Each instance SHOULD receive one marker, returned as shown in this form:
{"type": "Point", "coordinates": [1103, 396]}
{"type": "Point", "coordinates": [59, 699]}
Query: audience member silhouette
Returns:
--------------------------------------------------
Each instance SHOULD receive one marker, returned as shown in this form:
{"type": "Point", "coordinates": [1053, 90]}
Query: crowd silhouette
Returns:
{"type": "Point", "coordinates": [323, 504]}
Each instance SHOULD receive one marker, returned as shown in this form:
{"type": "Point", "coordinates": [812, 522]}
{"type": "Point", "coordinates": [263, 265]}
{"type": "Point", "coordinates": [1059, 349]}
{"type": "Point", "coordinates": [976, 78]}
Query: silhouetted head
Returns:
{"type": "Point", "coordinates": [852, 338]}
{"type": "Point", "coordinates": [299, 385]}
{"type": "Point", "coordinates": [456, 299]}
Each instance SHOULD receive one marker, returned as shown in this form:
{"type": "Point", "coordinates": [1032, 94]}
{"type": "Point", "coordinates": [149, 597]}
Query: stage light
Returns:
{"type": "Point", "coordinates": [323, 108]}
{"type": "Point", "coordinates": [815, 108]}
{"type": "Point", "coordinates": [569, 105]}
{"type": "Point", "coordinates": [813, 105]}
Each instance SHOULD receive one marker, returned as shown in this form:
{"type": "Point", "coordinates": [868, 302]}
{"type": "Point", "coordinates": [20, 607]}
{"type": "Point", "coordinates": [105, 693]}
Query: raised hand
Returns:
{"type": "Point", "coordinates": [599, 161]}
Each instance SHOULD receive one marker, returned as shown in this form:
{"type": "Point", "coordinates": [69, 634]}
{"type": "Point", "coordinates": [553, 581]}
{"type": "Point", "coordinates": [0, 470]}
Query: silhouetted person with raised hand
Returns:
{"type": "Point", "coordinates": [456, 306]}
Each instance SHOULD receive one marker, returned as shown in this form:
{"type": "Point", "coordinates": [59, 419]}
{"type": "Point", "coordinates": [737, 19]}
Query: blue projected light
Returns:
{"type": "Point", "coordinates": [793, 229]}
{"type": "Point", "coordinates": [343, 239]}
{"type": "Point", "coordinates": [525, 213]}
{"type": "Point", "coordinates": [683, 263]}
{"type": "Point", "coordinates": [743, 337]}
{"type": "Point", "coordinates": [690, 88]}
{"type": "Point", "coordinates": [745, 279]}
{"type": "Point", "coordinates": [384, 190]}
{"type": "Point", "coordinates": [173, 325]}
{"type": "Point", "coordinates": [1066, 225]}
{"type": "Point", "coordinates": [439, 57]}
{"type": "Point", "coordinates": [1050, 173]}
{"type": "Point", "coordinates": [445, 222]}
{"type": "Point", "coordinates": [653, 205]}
--------------------------------------------------
# SHORT PROBLEM
Report each line in the items above that contains the word "light". Case counts.

# PROBLEM SOLUTION
Query: stage light
Query: blue projected light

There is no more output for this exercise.